◆ Travail demandé ◆
Rassemblez toutes les lignes du listing qui contiennent la chaîne "wall", en tenant compte de la casse.

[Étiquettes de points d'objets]
= = = =

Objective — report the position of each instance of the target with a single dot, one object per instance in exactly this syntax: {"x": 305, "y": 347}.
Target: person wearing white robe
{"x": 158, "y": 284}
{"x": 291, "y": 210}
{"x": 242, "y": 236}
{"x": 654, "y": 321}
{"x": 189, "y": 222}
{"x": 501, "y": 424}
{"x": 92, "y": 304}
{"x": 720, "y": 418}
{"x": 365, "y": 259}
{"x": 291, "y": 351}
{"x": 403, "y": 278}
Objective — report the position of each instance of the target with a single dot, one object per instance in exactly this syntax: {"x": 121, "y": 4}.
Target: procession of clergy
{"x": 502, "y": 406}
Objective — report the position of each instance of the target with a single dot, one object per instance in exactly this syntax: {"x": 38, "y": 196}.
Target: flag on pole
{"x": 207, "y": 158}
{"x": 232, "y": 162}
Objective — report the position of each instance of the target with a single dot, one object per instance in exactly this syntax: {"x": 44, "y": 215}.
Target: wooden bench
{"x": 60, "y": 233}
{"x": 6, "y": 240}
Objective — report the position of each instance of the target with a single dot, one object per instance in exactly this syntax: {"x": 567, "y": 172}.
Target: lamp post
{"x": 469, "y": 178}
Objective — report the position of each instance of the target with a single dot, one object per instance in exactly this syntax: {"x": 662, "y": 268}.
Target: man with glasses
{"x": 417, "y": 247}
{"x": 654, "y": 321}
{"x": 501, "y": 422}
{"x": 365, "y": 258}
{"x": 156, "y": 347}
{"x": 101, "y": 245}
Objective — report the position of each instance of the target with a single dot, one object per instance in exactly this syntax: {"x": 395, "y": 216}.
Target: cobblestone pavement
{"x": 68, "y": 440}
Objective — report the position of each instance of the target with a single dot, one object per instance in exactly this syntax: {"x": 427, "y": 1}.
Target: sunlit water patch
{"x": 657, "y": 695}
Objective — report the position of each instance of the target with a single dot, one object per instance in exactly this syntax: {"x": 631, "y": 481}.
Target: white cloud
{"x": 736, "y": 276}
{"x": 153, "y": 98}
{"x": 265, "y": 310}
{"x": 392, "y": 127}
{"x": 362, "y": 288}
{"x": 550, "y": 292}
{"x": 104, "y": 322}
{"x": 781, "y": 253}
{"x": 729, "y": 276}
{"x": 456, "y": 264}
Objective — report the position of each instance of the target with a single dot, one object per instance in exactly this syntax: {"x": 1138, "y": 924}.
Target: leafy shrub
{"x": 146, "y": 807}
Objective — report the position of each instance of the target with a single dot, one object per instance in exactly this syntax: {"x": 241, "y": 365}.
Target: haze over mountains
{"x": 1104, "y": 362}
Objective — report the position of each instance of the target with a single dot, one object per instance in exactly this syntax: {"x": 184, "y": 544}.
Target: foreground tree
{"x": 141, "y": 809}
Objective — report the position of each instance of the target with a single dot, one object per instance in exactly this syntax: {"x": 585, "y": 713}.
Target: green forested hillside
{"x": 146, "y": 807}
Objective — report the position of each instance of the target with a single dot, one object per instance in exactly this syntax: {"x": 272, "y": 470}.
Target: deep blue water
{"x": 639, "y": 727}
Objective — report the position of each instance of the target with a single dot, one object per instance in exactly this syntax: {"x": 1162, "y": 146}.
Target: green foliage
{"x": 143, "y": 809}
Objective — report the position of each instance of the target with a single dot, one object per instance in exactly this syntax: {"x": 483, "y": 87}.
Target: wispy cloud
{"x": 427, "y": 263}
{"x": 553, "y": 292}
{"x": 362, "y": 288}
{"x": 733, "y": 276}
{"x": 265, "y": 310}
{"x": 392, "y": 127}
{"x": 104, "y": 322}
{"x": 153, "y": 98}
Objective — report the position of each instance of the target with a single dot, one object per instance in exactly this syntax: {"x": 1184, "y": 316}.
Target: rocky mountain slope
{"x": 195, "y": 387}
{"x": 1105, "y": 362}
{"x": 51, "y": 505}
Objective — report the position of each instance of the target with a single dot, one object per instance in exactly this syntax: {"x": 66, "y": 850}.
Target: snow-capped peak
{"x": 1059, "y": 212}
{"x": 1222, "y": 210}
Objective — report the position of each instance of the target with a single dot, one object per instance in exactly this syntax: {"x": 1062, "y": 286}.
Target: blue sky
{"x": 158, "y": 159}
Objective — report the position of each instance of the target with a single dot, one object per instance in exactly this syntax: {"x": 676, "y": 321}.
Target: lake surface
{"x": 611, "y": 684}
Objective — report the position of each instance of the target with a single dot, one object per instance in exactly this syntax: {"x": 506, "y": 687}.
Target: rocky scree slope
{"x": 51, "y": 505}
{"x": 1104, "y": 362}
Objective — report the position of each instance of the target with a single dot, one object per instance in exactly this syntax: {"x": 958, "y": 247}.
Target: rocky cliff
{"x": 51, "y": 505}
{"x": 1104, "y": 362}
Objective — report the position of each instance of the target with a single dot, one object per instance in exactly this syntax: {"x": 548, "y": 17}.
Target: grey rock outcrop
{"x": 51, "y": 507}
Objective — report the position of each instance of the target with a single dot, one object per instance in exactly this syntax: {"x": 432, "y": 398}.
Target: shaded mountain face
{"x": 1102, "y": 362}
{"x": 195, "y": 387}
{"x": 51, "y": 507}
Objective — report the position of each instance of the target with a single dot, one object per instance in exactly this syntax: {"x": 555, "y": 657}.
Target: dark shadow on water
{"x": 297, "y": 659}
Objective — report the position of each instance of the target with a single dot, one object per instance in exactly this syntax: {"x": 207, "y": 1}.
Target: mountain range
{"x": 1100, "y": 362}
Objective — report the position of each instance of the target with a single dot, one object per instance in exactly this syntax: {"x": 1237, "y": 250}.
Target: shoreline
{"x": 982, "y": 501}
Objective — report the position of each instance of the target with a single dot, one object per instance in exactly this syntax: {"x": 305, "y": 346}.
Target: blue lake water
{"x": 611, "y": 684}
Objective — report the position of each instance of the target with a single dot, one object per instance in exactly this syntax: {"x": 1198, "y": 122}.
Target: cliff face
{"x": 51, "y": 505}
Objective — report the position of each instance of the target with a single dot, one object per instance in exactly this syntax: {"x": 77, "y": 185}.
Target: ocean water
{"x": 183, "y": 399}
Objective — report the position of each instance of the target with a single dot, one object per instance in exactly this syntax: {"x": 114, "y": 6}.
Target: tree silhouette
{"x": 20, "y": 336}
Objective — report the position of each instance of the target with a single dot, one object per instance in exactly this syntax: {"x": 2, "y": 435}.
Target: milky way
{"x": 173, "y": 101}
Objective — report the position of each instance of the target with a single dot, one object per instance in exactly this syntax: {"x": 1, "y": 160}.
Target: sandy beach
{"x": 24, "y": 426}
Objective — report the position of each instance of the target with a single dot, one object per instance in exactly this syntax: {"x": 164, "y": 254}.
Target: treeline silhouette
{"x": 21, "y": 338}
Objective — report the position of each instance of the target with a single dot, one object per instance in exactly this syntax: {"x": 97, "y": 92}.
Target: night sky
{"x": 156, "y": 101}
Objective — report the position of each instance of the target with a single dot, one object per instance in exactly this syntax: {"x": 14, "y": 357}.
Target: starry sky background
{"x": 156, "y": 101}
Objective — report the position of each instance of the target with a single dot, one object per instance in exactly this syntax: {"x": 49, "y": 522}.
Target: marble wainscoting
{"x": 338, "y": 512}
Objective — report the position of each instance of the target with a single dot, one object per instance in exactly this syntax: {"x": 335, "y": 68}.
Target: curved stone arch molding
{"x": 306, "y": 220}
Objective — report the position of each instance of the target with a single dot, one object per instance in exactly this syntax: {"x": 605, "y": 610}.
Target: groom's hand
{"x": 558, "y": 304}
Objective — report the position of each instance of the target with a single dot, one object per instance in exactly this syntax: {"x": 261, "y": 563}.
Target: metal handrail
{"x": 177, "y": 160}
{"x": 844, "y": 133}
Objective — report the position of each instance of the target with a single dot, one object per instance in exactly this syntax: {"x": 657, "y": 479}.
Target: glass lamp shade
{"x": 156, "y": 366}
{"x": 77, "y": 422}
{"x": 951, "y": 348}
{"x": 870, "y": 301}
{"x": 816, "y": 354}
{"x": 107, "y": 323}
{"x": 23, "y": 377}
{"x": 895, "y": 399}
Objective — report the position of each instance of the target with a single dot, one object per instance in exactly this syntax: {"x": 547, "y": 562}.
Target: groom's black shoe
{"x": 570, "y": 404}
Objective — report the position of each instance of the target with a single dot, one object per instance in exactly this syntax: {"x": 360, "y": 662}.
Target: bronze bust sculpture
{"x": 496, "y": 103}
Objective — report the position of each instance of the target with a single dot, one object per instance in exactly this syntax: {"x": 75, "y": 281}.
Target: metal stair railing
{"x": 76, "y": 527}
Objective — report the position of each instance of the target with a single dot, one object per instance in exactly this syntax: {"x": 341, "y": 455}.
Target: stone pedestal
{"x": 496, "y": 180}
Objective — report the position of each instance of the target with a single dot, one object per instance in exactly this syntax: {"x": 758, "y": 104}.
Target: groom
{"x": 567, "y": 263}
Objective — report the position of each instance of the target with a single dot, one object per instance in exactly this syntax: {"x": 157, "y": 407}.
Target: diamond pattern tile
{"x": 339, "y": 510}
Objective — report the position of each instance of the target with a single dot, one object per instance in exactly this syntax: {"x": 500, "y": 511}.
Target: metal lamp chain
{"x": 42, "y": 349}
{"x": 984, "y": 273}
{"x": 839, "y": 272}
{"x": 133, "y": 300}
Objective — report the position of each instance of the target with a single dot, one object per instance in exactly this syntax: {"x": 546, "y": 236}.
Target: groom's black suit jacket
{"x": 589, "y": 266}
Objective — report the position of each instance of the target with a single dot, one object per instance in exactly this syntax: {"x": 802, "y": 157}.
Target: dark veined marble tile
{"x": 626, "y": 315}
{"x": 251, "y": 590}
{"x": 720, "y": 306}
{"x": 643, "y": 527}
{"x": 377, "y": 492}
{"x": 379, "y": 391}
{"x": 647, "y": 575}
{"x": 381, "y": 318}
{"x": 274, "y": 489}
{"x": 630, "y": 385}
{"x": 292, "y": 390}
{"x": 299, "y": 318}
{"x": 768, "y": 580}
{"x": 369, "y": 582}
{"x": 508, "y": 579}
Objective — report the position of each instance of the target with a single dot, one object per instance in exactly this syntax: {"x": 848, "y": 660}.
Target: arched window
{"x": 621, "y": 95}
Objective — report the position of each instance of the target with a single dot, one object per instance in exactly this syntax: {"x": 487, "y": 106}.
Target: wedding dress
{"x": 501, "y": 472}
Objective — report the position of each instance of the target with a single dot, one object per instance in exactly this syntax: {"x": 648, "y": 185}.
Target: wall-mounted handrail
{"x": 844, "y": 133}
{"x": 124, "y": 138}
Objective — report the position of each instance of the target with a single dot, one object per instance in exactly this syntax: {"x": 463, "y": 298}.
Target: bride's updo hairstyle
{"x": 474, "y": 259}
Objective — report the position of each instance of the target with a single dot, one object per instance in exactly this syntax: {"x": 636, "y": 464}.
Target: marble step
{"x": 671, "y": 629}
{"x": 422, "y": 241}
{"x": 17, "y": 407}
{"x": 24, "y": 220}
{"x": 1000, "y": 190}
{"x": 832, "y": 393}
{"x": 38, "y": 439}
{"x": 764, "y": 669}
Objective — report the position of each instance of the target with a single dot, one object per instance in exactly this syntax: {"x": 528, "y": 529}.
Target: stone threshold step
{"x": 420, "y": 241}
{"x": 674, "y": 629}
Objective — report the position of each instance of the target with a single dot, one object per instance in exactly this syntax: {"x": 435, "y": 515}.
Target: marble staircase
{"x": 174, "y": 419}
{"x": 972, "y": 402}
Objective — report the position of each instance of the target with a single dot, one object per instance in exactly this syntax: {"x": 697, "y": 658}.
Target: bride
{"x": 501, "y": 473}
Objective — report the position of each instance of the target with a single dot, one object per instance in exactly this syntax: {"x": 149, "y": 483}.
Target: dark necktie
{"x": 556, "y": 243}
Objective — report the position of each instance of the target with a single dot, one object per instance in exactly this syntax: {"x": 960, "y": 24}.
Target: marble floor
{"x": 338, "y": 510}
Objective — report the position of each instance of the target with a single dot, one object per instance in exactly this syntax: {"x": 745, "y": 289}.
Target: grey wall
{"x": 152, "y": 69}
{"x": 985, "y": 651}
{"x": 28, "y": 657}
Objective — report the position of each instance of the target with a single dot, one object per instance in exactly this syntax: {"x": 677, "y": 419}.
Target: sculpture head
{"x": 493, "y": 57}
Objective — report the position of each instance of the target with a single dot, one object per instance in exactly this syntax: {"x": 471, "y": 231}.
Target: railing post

= = = =

◆ En réponse ◆
Target: wall-mounted handrail
Target: grey wall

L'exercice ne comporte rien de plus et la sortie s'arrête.